- [The task]: Decide whether each statement below agrees with the forum thread that follows. Answer yes or no and quote the words of the thread that settle it: (a) the lead of the tech team is away on vacation; (b) NBVC reports that the issue happens only now and then; (c) JosephP ran into the issue today in ie8, chrome and ff15.

- [Document section]:
------------------------------------------------------------------------

Actually this tends to happen when the load on the server is a lil too high.  The tech team was discussing this with the server guys to get some solution.  I wish i was techy enough to give you a direct answer  :Smilie:   I will ask them.

----------


## JosephP

perhaps you could get an update on the shortcut menu at the same time please?

----------


## arlu1201

Yeah sure.  The lead of the tech team has gone out on vacation but will try to get an update as soon as i can.

----------


## NBVC

Joseph, I do have an older version of IE, and it's the same issue.

Also, it happens everytime, so arlu's comment is not valid, unless the server load is "a lil too high" all the time!

It's very easy to get fed up of this place!

----------


## JosephP

I have tried ie8, chrome and ff15 today without having the issue but I did experience what you describe a few weeks ago-and for a few days continuously not isolated incidents-in every browser I tried. unfortunately I'm not sure what that reveals other than that it would appear not to be a server load issue unless as you say the servers have major problems!

------------------------------------------------------------------------

- [Listed entries]:
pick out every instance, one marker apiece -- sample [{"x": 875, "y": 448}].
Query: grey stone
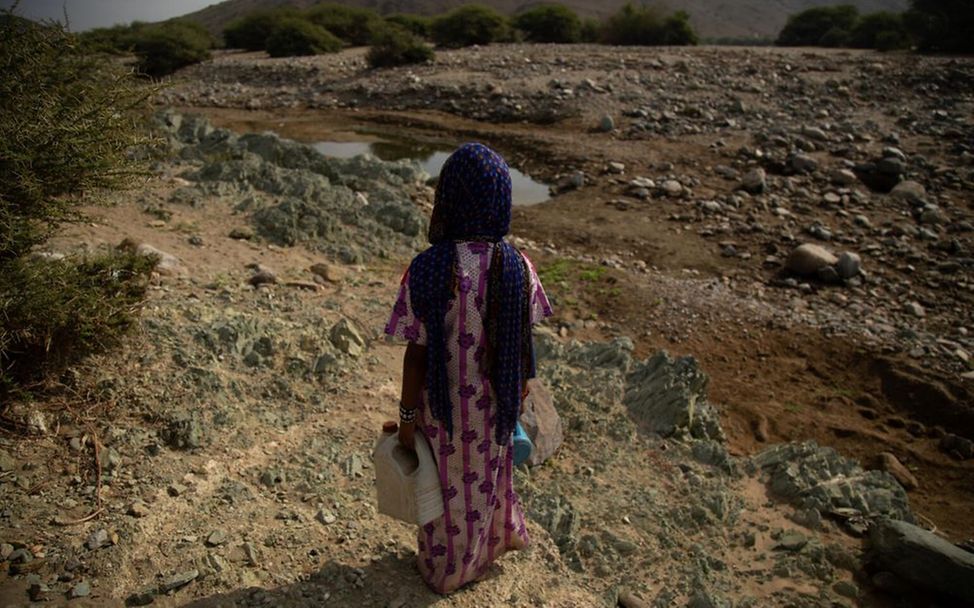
[
  {"x": 97, "y": 539},
  {"x": 668, "y": 397},
  {"x": 817, "y": 477},
  {"x": 143, "y": 597},
  {"x": 541, "y": 422},
  {"x": 178, "y": 580},
  {"x": 909, "y": 191},
  {"x": 846, "y": 589},
  {"x": 923, "y": 558},
  {"x": 848, "y": 265},
  {"x": 808, "y": 259},
  {"x": 217, "y": 538},
  {"x": 755, "y": 181},
  {"x": 802, "y": 163},
  {"x": 82, "y": 589},
  {"x": 347, "y": 338}
]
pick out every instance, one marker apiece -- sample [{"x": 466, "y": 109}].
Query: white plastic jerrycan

------------------------------------------------------------------------

- [Worked solution]:
(a) Yes: "The lead of the tech team has gone out on vacation"
(b) No: "it happens everytime"
(c) No: "I have tried ie8, chrome and ff15 today without having the issue"